### Task to complete
Pick up the baseball injury notes below after their last sentence and carry on with more entries in the same style.
═════ Document text ═════
  • Rays ace Scott Kazmir came back from what was called cramping in his thumb only to find his control had cramped. Kazmir showed some signs of elbow discomfort in both of his last two starts, but trusted sources insist that nothing is happening with Kazmir’s elbow. Watch the control and the follow-through for signs that something more is happening here. There are few better medical staffs out there and the front office isn’t going to take chances with their best pitcher.
  • The A’s had a bit of a scare when Milton Bradley jammed his right knee avoiding a pickoff. This is not the knee that had its patellar tendon repaired last fall, so there’s no lingering concern there. Bradley has always played very hard and therefore has a tendency to get dinged up here and there. This injury isn’t a significant concern, though he will bear watching to make sure that one small problem doesn’t contribute to a bigger compensation injury.
  • Rather than get pushed back, John Patterson is going to miss a start due to a sore forearm. Forearms, you’ll probably recall, are often cast as cover for elbow injuries. In this case, Patterson’s dealing with a strained flexor muscle. The strain isn’t terribly serious if allowed to “cool down” with about a week of rest, so if Patterson missed another start after this one, I wouldn’t be too surprised. He’s not headed for the DL just yet, but the Nats may make that move if they feel they need the arm. Overall, this isn’t too serious an injury.
═════ Data provided ═════
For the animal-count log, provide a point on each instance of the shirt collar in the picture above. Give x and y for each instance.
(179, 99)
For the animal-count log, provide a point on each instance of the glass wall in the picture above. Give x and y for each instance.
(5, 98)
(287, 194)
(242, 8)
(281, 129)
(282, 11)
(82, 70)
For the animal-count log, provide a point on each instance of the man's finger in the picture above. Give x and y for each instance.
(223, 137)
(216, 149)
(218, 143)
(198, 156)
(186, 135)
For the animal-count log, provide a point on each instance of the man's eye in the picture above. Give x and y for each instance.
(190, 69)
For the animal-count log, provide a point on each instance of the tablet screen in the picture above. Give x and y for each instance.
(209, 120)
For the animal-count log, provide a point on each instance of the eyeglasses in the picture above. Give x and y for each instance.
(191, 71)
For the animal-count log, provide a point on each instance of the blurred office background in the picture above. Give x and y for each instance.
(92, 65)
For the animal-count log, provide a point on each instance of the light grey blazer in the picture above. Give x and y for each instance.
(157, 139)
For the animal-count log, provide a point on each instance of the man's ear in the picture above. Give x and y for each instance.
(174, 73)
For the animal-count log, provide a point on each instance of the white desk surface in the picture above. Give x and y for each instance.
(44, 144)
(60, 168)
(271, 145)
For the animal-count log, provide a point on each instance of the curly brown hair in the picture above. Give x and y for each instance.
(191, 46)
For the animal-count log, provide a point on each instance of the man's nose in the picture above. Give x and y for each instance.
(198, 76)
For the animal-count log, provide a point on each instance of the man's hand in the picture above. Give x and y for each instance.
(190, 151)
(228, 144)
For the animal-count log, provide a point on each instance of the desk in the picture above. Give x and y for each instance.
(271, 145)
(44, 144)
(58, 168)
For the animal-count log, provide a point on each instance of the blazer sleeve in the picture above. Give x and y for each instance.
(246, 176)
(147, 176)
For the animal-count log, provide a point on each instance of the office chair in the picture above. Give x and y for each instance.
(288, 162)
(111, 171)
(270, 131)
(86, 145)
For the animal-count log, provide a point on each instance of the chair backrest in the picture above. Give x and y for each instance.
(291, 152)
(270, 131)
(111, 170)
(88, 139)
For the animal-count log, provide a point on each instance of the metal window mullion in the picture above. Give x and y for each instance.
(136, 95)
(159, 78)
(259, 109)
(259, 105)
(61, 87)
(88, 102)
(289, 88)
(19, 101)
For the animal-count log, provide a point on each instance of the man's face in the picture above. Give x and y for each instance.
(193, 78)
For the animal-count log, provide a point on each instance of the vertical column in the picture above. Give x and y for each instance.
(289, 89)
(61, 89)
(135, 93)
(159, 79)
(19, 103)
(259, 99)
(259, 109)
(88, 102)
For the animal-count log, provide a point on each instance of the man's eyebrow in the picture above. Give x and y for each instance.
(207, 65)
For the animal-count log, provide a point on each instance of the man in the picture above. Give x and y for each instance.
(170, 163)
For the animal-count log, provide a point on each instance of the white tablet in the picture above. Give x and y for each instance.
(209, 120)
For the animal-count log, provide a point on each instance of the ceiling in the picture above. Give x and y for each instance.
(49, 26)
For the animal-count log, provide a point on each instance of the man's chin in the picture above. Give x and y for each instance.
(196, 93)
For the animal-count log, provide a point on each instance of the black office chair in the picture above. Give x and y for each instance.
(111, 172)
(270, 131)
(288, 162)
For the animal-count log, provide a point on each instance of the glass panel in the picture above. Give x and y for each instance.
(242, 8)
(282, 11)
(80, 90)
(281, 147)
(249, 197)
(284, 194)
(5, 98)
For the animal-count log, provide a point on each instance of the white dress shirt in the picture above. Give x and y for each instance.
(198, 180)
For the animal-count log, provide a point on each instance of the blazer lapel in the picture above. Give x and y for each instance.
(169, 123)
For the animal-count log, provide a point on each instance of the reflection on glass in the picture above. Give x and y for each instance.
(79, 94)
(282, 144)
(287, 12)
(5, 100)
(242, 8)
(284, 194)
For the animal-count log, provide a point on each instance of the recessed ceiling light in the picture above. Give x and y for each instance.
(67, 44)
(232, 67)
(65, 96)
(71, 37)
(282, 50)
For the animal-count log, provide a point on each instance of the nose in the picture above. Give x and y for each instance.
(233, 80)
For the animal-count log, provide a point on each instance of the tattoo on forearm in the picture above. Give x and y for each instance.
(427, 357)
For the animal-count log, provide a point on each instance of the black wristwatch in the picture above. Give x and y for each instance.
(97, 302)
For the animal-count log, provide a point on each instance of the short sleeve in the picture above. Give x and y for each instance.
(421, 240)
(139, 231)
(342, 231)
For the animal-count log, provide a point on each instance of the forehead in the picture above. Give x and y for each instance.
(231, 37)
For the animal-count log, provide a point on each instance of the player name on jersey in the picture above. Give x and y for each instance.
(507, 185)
═════
### Written response
  • Carl Crawford should know that by saying he wants to be the “most important fantasy player in history” that he’ll just get more attention when he’s out of the lineup. Crawford injured his shoulder diving last week and has been stop-start since then. The injury is more about the soreness and function than any underlying damage, so he’s been watched closely to make sure that he’s throwing and swinging well (rather than compensating in any way). The Devil Rays have been conservative with injury management over the last three years and the change in the medical staff and front office doesn’t appear to have shifted that philosophy.
  • Cesar Izturis had what a source described as a “major setback” in his return from elbow surgery. The defensive whiz had a complex “Tommy John plus” surgery to repair longstanding damage inside his throwing elbow. Some are speculating that the setback, which comes on the heels of Izturis’ unhappiness with his impending role–utility player, including the OF–may have something to do with this. There’s no evidence to prove that, though. Giving Izturis some playing time in the OF is an odd plan, given that just after the surgery the team expected to shift him to second to keep the strain off his arm. We’ll know more once Izturis restarts his rehab, but won’t see him back in LA until June at the earliest.
  • Forgive me for missing this one, but a Rockies closer can sit out for a week and not have it be an injury. I missed that Brian Fuentes has been out for that long with back spasms, a problem he has had before (though not recently). The Rockies don’t think this will be a problem long-term.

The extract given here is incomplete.